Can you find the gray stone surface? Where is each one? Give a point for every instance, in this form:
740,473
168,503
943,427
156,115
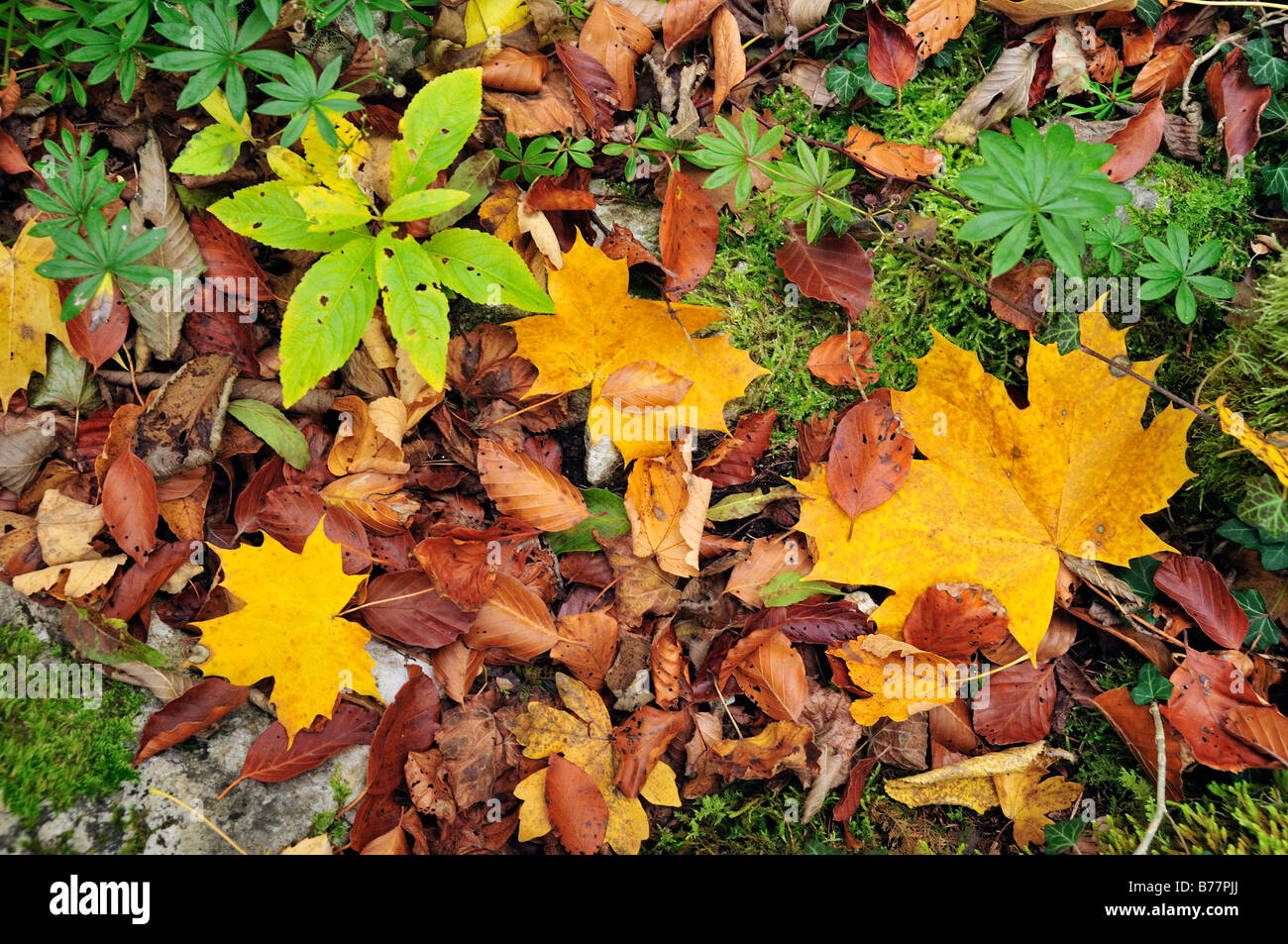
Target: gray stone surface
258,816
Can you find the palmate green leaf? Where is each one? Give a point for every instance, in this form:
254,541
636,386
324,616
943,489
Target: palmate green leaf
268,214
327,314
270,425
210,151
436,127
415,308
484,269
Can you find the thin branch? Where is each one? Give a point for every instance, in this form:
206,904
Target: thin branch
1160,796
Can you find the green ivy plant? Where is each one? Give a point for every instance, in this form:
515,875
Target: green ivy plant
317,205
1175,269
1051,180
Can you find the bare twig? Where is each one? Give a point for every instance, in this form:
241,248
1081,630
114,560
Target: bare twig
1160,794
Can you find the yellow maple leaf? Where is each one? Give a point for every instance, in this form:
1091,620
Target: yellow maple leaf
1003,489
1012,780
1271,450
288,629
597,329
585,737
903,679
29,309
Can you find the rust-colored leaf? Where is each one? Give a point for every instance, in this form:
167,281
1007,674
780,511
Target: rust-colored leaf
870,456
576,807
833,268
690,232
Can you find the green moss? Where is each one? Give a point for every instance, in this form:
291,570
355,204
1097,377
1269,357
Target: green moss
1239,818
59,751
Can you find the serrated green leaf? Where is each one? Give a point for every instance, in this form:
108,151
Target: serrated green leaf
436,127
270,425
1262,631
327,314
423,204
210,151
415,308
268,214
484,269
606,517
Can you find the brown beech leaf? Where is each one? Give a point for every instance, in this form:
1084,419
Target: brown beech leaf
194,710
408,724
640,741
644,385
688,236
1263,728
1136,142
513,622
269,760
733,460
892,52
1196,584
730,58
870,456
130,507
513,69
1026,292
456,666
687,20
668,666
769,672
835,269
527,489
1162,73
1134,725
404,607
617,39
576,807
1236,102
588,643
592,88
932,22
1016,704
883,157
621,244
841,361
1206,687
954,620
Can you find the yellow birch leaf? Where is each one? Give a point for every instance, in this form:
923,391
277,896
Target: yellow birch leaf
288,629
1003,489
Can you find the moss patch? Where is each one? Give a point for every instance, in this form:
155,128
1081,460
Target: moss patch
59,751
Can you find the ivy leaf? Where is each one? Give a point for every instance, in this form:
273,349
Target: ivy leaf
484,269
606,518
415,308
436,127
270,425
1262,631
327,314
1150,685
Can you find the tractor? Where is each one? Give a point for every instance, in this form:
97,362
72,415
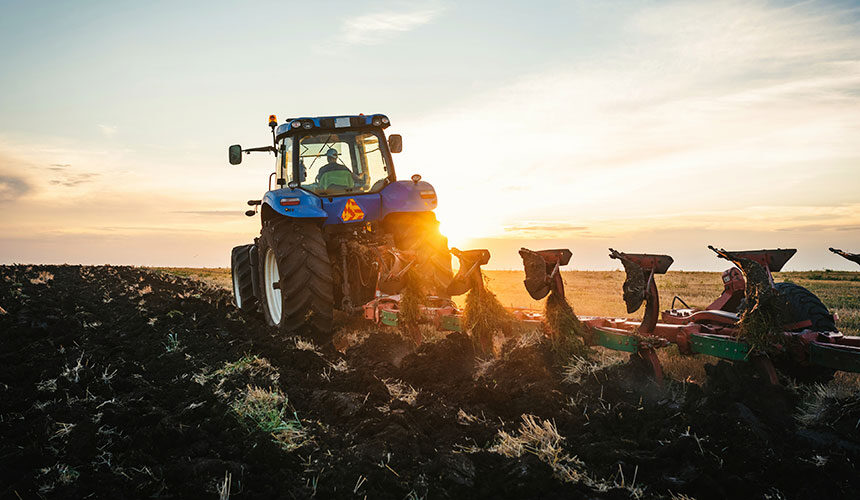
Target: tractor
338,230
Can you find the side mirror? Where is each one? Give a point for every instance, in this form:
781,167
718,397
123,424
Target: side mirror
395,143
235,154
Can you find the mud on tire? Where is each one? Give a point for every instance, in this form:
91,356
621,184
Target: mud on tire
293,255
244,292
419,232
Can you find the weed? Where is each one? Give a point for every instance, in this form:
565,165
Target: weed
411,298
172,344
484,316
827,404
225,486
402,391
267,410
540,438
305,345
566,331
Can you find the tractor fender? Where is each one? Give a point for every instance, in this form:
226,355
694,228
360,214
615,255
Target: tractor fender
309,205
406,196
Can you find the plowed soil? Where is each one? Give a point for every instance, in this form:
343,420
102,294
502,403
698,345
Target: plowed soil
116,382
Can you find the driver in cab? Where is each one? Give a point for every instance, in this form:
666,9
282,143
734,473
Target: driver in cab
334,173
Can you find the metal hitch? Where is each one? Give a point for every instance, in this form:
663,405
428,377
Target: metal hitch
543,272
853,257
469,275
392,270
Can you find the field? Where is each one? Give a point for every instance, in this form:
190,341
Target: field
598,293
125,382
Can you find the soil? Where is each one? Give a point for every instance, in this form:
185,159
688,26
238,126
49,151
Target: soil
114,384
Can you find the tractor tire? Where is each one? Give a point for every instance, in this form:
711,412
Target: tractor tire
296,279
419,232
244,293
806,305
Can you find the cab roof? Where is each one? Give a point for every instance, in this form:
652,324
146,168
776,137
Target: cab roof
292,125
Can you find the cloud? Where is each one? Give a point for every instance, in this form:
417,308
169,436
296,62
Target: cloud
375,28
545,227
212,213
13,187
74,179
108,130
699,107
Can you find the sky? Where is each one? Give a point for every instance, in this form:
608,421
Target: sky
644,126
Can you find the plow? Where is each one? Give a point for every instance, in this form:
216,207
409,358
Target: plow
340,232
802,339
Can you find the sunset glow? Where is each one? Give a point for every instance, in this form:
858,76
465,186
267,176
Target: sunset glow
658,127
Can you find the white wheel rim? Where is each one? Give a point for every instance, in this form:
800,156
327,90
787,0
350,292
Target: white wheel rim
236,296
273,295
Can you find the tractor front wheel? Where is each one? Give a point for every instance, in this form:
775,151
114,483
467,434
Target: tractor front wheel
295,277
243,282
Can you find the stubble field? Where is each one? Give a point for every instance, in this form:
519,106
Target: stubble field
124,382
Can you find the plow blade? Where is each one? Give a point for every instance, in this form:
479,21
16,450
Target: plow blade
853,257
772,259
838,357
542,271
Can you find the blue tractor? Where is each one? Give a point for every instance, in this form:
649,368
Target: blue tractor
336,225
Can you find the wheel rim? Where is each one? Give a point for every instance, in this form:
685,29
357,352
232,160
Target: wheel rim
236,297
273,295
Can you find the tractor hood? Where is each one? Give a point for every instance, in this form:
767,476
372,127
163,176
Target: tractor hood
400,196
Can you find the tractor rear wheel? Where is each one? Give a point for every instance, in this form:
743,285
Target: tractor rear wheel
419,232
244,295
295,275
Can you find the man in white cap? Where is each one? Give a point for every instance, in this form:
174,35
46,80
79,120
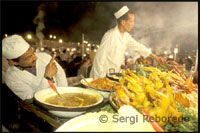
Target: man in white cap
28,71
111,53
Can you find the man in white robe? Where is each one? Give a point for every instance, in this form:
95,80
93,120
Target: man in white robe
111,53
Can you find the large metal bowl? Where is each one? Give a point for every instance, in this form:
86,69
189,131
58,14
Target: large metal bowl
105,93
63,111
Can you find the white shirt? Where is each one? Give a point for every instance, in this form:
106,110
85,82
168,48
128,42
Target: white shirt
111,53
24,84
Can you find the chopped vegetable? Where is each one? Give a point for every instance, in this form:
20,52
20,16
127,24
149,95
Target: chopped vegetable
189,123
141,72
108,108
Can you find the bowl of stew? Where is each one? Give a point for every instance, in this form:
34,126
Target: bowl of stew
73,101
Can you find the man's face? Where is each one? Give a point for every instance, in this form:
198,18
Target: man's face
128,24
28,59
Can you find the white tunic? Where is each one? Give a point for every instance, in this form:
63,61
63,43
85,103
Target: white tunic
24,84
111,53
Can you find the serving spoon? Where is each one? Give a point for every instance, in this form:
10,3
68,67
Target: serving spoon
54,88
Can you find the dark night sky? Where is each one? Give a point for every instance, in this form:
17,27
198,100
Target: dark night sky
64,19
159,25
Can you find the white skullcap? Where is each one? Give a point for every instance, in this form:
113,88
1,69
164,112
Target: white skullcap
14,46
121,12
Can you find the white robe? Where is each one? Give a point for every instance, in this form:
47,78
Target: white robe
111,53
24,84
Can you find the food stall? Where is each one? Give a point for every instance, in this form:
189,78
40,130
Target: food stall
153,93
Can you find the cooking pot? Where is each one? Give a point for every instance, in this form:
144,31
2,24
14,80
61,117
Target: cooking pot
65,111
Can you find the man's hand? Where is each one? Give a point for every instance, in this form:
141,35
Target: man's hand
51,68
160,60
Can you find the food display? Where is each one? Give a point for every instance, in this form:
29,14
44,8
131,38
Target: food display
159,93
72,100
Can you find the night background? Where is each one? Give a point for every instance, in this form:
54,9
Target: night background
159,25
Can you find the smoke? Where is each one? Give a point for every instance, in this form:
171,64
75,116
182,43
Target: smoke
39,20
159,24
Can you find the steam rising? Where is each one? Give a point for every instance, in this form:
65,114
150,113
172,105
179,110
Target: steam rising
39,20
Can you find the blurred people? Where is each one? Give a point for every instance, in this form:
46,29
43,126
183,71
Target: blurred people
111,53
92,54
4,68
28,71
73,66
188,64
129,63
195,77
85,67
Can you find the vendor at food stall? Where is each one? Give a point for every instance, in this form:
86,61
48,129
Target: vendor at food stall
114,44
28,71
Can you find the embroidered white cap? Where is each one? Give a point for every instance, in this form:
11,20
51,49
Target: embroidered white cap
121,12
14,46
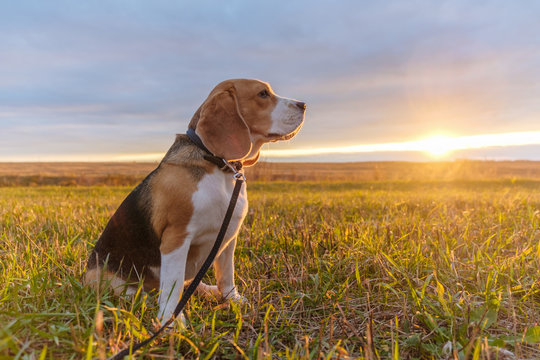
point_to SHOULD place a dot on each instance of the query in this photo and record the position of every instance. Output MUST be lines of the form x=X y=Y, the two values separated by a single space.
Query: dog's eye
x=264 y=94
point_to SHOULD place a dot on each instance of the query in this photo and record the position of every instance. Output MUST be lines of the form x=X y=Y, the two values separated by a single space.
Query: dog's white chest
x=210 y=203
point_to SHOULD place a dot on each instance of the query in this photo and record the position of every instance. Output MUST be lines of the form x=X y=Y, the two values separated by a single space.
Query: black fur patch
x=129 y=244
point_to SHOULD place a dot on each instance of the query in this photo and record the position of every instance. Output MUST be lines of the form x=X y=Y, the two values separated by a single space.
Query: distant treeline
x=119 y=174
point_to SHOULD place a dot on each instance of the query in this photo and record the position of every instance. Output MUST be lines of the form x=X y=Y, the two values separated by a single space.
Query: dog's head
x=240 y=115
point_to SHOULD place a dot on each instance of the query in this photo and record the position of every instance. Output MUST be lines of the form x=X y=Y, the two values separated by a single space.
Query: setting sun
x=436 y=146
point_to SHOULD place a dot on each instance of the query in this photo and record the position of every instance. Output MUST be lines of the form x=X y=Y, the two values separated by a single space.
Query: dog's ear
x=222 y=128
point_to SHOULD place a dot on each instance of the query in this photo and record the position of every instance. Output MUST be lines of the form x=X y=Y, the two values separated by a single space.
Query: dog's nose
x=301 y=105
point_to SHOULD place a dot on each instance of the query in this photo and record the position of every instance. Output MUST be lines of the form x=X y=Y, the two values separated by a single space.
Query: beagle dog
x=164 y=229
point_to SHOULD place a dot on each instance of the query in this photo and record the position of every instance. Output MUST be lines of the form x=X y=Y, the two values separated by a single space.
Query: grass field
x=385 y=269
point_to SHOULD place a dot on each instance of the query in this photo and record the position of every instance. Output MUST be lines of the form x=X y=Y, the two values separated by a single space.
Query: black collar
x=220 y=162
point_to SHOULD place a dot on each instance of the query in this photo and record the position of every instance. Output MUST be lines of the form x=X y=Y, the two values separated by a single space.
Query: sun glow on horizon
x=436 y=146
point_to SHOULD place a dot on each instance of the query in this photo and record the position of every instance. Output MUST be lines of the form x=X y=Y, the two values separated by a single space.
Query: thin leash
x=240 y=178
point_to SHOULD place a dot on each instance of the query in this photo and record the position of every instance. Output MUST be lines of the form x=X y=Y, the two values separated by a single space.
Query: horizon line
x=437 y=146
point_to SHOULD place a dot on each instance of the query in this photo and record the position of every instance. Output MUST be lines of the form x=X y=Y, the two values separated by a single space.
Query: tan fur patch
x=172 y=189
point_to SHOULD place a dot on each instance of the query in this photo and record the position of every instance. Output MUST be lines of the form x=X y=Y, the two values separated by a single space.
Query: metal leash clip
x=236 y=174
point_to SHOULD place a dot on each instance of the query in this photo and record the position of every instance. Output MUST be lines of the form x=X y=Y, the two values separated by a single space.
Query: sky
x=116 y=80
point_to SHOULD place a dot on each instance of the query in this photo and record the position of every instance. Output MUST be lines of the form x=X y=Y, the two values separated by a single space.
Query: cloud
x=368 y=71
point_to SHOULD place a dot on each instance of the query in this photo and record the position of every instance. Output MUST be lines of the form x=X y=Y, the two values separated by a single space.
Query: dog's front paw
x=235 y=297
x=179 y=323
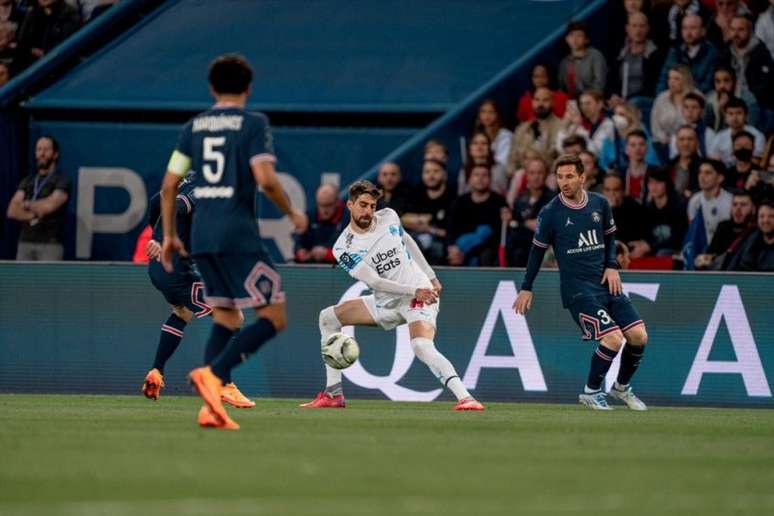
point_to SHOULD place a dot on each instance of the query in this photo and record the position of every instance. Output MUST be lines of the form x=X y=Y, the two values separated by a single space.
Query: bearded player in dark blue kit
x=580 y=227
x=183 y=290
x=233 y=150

§ **Problem details**
Pull out every line of the data above that contains the word "fender", and copy each one in full.

§ **Exercise response**
Can you find the tractor fender? Where is each one? Give a point for every instance, in this form:
Target: tractor fender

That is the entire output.